• TEXT TO READ:
# # # #
Intel Issues Update on 14nm Shortage, Invests $1B Into Fab Sites (Update)

Update: We've added Intel's statements in regards to the increased capital expenditures dedicated to 14nm manufacturing.

Intel's CFO and interim CEO Bob Swan penned an open letter to its customers and partners today outlining the steps it is taking to address a persistent and worsening shortage of 14nm processors.

The shortage has exploded into the public eye as several of Intel's partners have publicly outlined the impacts on their own businesses. Some processors are becoming scarce, while prices are simultaneously rising, particularly in regions outside of the U.S., like EMEA (Europe, the Middle East and Africa) and APAC (Asia-Pacific).

The shortage impacts nearly every aspect of Intel's business, from desktops to laptops, servers and even chipsets, so Intel is making the sound business decision to prioritize high-margin products. The firm has also expanded its testing capacity by diverting some work to a facility in Vietnam.

Intel has already communicated many of the statements found in the letter either via its earnings calls or in responses to queries from Tom's Hardware. There have also been several reports over the preceding week that Intel's rival, AMD, could gain market share due to the 14nm shortage. Swan's update today is likely an attempt to soothe both customers' and investors' fears.

Intel's statement also assures us that processors built on its 10nm fabrication will arrive in volume in 2019. Intel had previously stated that 10nm processors would be available in 2019, but hadn't made the distinction that they would arrive in volume. That's a positive sign, as the oft-delayed 10nm production is surely a contributing factor to the shortage. Intel also cites the booming desktop PC market, which has outstripped the company's original estimates earlier this year, as a catalyst.

In either case, Intel concedes that "supply is undoubtedly tight, particularly in the entry-level of the PC market" but doesn't provide a firm timeline for when the processors will become fully available. Intel's letter also touts its $1 billion investment in 14nm fabs this year, but half of that capital expenditure was scheduled prior to its first public acknowledgement of the shortage. Given Intel's foresight into the production challenges, the prior $500 million investment was likely in response to the increases in demand and looming production shortfall. Intel provided us with further detail:

Capex outlook: Our initial 2018 Gross Capex outlook was $14B (source: Jan earnings presentation). In April, 2018 Gross Capex outlook increased to $14.5B (source: April earnings presentation), in July 2018 Gross Capex outlook increased to $15B (source: July earnings presentation). So, $1B total capex increase between Jan – July (going towards increasing our 14 nm capacity as Bob’s letter explains).

Intel's statement comes on the heels of speculation from several industry behemoths that the shortage could last well into next year.

You can read the full release below:

An Open Letter from Bob Swan, Intel CFO and Interim CEO

To our customers and partners,

The first half of this year showed remarkable growth for our industry. I want to take a moment to recap where we’ve been, offer our sincere thanks and acknowledge the work underway to support you with performance-leading Intel products to help you innovate.
# # # #
• TO BE DONE:
A - Convert the entries, from the line with "above contains wooden" up to and including the line with "0, 332, 146, 365", into a two-column CSV with the columns instruction and boxes. Give one row per entry, with its text and its answer each in a single quoted field and line breaks replaced by spaces.
B - Continue the article on Intel's 14nm processor shortage from the point where it stops.
# # # #
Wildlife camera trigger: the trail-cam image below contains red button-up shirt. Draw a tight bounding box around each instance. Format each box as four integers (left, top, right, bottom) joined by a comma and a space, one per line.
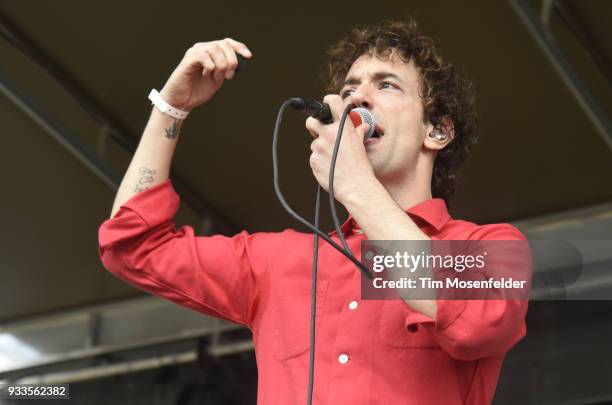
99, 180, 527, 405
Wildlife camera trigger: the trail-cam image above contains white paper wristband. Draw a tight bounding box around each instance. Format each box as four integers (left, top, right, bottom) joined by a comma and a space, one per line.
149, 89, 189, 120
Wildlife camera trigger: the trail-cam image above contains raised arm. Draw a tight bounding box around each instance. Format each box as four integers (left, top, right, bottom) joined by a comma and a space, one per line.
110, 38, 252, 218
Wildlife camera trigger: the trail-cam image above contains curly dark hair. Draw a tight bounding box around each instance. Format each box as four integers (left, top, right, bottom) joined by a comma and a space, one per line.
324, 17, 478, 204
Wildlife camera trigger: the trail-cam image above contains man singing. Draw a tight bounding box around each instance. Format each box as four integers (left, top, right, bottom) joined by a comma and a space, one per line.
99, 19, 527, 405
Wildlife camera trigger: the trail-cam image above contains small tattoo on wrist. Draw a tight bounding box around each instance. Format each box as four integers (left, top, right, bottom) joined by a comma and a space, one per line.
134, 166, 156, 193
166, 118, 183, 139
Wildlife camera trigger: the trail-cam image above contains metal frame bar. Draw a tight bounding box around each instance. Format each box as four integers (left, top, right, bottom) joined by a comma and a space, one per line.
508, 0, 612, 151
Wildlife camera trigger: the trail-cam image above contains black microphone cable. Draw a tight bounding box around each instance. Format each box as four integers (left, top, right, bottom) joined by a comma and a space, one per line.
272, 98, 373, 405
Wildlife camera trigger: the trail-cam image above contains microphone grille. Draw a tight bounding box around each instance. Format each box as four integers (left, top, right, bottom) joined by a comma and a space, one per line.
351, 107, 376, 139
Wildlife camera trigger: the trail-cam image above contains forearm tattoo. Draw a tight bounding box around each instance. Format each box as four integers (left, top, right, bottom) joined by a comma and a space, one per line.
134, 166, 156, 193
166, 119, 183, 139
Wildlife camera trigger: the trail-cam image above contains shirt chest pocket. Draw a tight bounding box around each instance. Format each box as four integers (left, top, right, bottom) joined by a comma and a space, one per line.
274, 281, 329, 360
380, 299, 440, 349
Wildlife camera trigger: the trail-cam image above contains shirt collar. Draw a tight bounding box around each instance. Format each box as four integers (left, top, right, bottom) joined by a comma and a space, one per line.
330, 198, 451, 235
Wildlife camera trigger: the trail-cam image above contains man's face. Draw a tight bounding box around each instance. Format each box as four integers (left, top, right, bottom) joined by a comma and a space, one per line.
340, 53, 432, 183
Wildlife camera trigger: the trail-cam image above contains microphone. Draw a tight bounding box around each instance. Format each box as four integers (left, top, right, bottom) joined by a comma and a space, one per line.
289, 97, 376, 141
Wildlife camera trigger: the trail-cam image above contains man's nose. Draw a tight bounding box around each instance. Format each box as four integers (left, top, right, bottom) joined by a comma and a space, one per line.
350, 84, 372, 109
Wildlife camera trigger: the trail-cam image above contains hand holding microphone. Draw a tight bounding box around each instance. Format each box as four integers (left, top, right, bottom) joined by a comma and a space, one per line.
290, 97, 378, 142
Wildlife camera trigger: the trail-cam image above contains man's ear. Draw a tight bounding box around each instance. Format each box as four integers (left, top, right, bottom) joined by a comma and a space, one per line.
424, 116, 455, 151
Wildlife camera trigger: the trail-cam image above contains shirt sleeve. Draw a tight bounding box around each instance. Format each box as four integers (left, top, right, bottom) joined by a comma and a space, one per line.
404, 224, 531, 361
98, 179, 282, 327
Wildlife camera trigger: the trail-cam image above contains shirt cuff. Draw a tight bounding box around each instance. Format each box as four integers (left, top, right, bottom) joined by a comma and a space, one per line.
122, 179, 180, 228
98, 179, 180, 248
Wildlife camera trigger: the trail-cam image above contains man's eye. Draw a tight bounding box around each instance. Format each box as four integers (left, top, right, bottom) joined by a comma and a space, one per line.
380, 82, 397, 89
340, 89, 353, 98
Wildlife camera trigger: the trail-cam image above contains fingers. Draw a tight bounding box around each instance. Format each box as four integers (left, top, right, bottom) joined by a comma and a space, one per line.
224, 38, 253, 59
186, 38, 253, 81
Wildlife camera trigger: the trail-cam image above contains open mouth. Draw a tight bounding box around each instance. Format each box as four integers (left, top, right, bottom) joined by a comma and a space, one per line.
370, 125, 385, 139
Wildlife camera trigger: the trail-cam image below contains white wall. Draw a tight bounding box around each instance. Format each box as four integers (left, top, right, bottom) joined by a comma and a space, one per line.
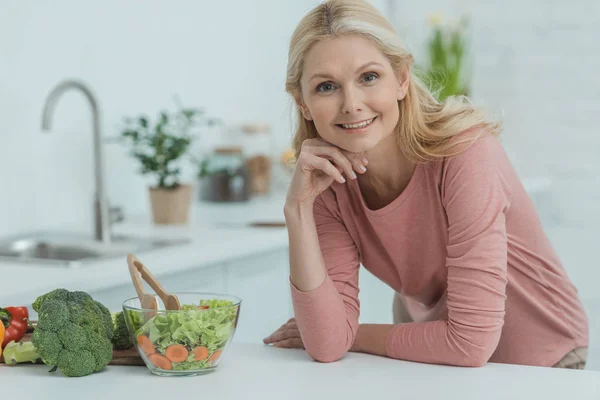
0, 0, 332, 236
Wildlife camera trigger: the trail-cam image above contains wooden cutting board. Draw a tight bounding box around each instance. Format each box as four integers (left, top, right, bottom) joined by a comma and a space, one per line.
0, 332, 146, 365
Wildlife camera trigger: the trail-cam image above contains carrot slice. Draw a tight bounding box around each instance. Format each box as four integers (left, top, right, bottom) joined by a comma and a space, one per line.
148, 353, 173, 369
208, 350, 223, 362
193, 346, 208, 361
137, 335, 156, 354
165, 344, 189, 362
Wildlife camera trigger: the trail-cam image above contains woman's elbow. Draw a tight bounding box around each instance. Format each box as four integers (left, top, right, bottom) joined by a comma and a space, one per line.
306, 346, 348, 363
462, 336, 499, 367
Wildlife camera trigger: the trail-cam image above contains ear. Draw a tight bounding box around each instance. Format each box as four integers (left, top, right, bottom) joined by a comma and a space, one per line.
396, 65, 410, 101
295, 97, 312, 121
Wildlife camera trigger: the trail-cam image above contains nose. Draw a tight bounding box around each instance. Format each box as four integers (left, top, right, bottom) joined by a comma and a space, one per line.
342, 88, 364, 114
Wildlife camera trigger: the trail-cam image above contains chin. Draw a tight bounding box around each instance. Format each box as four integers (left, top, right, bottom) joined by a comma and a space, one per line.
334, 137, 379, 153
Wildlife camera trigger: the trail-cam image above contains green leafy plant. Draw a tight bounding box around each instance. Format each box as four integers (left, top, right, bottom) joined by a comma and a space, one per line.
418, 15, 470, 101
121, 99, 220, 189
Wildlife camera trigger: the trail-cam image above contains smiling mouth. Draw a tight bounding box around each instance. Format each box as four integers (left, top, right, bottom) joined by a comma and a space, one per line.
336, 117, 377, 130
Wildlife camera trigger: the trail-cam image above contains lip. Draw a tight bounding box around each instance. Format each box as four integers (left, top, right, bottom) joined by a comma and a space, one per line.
# # # #
• ANSWERS TO THE EXERCISE:
A -
instruction,boxes
"Wildlife camera trigger: the trail-cam image above contains wooden cutting board. Draw a tight bounding box around each instance. Format each box as four integers (left, top, right, bottom) joined by a comma and a space, one per line.","0, 332, 146, 365"

B -
First, the situation … The continued explosion of data and the need to process, store, analyze and share it is driving industry innovation and incredible demand for compute performance in the cloud, the network and the enterprise. In fact, our data-centric businesses grew 25 percent through June, and cloud revenue grew a whopping 43 percent in the first six months. The performance of our PC-centric business has been even more surprising. Together as an industry, our products are convincing buyers it’s time to upgrade to a new PC. For example, second-quarter PC shipments grew globally for the first time in six years, according to Gartner. We now expect modest growth in the PC total addressable market (TAM) this year for the first time since 2011, driven by strong demand for gaming as well as commercial systems – a segment where you and your customers trust and count on Intel.

We are thrilled that in an increasingly competitive market, you keep choosing Intel. Thank you.

Now for the challenge… The surprising return to PC TAM growth has put pressure on our factory network. We’re prioritizing the production of Intel Xeon and Intel Core™ processors so that collectively we can serve the high-performance segments of the market. That said, supply is undoubtedly tight, particularly at the entry-level of the PC market. We continue to believe we will have at least the supply to meet the full-year revenue outlook we announced in July, which was $4.5 billion higher than our January expectations.

To address this challenge, we’re taking the following actions:

  • We are investing a record $15 billion in capital expenditures in 2018, up approximately $1 billion from the beginning of the year. We’re putting that $1 billion into our 14nm manufacturing sites in Oregon, Arizona, Ireland and Israel. This capital along with other efficiencies is increasing our supply to respond to your increased demand.
  • We’re making progress with 10nm. Yields are improving and we continue to expect volume production in 2019.
  • We are taking a customer-first approach. We’re working with your teams to align demand with available supply. You can expect us to stay close, listen, partner and keep you informed.

The actions we are taking have put us on a path of continuous improvement. At the end of the day, we want to help you make great products and deliver strong business results. Many of you have been longtime Intel customers and partners, and you have seen us at our best when we are solving problems.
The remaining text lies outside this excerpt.